[Opening Materials provided section]

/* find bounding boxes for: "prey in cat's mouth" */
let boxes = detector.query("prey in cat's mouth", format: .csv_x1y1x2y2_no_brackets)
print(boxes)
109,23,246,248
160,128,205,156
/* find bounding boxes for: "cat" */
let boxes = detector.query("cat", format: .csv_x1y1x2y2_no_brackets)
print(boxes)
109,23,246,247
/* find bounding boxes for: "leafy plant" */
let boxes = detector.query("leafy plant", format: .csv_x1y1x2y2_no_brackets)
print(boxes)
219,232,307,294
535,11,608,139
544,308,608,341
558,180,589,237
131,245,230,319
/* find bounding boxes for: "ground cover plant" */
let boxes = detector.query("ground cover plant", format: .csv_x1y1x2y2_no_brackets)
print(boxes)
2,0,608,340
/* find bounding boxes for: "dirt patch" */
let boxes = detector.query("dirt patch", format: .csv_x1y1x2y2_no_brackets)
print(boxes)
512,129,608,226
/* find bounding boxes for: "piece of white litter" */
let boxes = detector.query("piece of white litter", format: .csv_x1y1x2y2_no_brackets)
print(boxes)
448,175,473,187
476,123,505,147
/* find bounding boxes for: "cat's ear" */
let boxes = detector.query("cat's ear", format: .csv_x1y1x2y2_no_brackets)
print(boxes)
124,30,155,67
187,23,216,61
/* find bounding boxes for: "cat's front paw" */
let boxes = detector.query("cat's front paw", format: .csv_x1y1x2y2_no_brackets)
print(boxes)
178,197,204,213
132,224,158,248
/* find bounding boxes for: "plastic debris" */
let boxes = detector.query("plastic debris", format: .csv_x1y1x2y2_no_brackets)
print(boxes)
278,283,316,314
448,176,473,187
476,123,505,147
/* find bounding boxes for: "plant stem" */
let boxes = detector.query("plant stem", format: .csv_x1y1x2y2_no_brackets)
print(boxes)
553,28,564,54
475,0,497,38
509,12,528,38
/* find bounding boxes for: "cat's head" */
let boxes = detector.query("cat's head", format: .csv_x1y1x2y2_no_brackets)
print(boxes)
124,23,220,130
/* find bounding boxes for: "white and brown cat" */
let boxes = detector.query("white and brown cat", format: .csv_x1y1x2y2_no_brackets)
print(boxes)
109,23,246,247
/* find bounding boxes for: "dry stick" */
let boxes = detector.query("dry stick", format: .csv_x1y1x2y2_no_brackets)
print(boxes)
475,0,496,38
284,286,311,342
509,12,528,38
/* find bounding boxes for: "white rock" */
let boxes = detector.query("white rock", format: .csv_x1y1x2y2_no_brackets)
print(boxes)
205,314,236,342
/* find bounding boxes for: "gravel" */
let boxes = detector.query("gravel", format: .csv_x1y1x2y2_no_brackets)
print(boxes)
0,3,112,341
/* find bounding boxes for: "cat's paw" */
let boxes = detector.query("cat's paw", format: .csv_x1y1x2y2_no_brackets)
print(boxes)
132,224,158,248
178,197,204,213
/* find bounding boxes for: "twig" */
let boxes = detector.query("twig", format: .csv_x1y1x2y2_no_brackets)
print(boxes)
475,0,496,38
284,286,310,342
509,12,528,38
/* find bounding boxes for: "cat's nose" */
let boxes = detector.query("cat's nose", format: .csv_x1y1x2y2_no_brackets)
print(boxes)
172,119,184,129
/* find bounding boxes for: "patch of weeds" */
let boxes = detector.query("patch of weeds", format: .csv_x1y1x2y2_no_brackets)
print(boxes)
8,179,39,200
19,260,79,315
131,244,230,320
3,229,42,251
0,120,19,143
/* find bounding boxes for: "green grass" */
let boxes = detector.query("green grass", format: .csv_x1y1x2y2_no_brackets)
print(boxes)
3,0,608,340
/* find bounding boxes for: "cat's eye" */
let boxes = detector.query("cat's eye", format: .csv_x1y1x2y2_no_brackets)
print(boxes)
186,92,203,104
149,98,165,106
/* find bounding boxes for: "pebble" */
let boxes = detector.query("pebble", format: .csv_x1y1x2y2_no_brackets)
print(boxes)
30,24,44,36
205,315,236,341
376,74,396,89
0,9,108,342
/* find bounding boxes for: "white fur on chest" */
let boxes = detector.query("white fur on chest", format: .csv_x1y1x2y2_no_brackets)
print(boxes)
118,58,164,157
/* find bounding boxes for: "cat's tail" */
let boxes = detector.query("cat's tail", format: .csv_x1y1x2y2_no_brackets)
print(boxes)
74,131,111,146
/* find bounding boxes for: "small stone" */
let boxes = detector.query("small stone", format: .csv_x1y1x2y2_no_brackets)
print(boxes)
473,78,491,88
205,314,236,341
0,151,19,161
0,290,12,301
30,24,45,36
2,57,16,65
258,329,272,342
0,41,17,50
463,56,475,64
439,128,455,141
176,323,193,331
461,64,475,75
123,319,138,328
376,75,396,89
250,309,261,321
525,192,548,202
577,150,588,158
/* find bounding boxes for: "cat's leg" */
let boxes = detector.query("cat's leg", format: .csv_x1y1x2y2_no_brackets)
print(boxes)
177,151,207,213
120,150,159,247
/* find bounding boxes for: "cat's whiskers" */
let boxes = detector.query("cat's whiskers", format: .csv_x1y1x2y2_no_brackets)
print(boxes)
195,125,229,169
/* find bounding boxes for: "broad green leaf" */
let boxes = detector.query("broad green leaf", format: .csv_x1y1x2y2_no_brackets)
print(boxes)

[Closing Materials provided section]

Instructions for the task:
Copy out all of the records shown above exactly.

Response:
/* find bounding boxes for: "prey in cat's mouth" */
let boxes = detector.query("prey in cat's mouth", format: .csv_x1y1x2y2_no_brackets)
print(boxes)
109,23,246,248
160,128,205,156
/* find bounding boxes for: "cat" */
let boxes = detector.query("cat", format: .csv_x1y1x2y2_no_brackets)
print(boxes)
109,23,246,247
/* find bounding boxes for: "leafy plant" */
let boxes = detector.query("leafy plant", format: .csv_x1y1x2y2_no_brackets)
print(boxes)
219,232,307,294
535,11,608,139
544,308,608,341
558,180,589,237
131,245,230,319
/* find bounding boxes for: "ground cover plant" */
let boxes = detector.query("ground cover plant", format: .csv_x1y1x2y2_no_brackets)
print(boxes)
2,0,608,340
/* find bounding boxes for: "dirt patch" */
let boxes = detector.query("dirt patch", format: .csv_x1y1x2y2_no_brackets)
print(boxes)
512,129,608,226
/* find bounding boxes for: "piece of white litter" */
let boxes = detector.query("piece of white litter", format: .csv_x1y1x2y2_no_brackets)
print(boxes)
448,175,473,187
476,123,505,147
/* find bounding boxes for: "cat's ear" */
let boxes = detector.query("cat's ear", format: .csv_x1y1x2y2_no_brackets)
print(boxes)
124,30,155,67
187,23,216,61
/* find bounding boxes for: "cat's front paw" */
let boxes = detector.query("cat's front paw", format: .csv_x1y1x2y2_no_brackets)
print(boxes)
178,197,204,213
132,224,158,248
/* find bounding boxes for: "plastic debris" */
let boxes = detector.query("plastic debris", format: .csv_x1y1x2y2_no_brackets)
print(boxes)
278,283,316,314
448,176,473,187
476,123,505,147
/* find bounding boxes for: "plant stem" */
let boxes = detector.query("plant stem", format: .csv_x1y1x2y2_no_brackets)
print(boxes)
553,28,564,54
475,0,497,38
509,12,528,38
/* find bounding boxes for: "cat's head" */
let boxes = detector.query("cat's head", format: .csv_x1y1x2y2_no_brackets)
print(boxes)
124,23,220,130
/* find bounding boxes for: "white and brown cat" */
let boxes = detector.query("white and brown cat", format: .csv_x1y1x2y2_no_brackets)
print(boxes)
109,23,246,247
/* find bounding boxes for: "dry stick" */
let boxes = detector.query("dry stick", format: .csv_x1y1x2y2_no_brackets)
print(boxes)
475,0,496,38
284,286,311,342
509,12,528,38
/* find bounding boxes for: "white rock" */
let boxes = detector.query("white rock", format: .csv_x1y1x2y2_no_brackets)
print(boxes)
205,314,236,342
/* find bounding boxes for: "gravel" */
let boxes = detector.query("gravel", format: .csv_x1y1x2y2_no_brackets)
print(boxes)
0,3,112,341
/* find bounding boxes for: "cat's paw" */
let boxes = detector.query("cat's paw", format: .csv_x1y1x2y2_no_brackets)
print(boxes)
132,224,158,248
178,197,204,213
/* find bounding boxes for: "twig" */
let boxes = detector.query("twig", format: .csv_x1y1x2y2_no_brackets)
print(boxes)
475,0,496,38
284,286,310,342
509,12,528,38
/* find bounding boxes for: "cat's nose" */
let boxes = detector.query("cat's nose", format: .csv_x1y1x2y2_no_brackets)
print(boxes)
172,119,184,129
/* find bounding boxes for: "patch of weeds" */
let boxes = detector.query("patch of weeds", format: .csv_x1y1x2y2_no_brackets)
print(boxes)
8,179,39,200
19,260,79,315
131,244,230,320
3,229,42,251
0,120,19,143
/* find bounding boxes for: "green grass" */
let boxes = detector.query("green grass", format: .csv_x1y1x2y2_no_brackets)
print(boxes)
3,0,608,340
/* find bounding boxes for: "cat's eye" */
let boxes = detector.query("cat's eye", format: .csv_x1y1x2y2_no_brackets)
print(boxes)
186,92,203,104
149,98,165,106
/* find bounding boxes for: "pebble" */
let boxes = detector.query("pebble", format: .csv_x1y1x2y2_no_brackets)
print(boxes)
30,24,44,36
205,315,236,341
376,74,396,89
0,9,108,342
/* find bounding boxes for: "white fur on chest" */
let boxes = detector.query("white fur on chest", format: .csv_x1y1x2y2_no_brackets)
print(boxes)
118,58,164,157
/* find bounding boxes for: "cat's tail" */
let boxes = detector.query("cat's tail", format: .csv_x1y1x2y2_no_brackets)
print(boxes)
74,131,111,146
/* find bounding boxes for: "small stone" */
let boxes = detector.query("small stone", format: .csv_x1y1x2y2_no_brackets)
print(boxes)
473,78,491,88
205,314,236,341
0,151,19,161
0,290,12,301
30,24,45,36
2,57,16,65
258,329,272,342
0,41,17,50
463,56,475,64
439,128,455,141
176,323,193,331
461,64,475,75
123,319,138,328
376,75,396,89
250,309,261,321
525,192,548,202
577,150,588,158
/* find bounding boxes for: "cat's leg" */
let boxes = detector.query("cat's leg", format: .csv_x1y1x2y2_no_brackets)
print(boxes)
177,151,207,213
120,150,159,247
/* find bounding boxes for: "cat's whiskers" */
let boxes = detector.query("cat's whiskers", format: .csv_x1y1x2y2_no_brackets)
print(boxes)
195,125,229,169
/* find bounding boxes for: "broad green leaf" */
let boxes = detector.query("broad green leaf", format: .csv_x1y1x2y2_no_brackets)
print(boxes)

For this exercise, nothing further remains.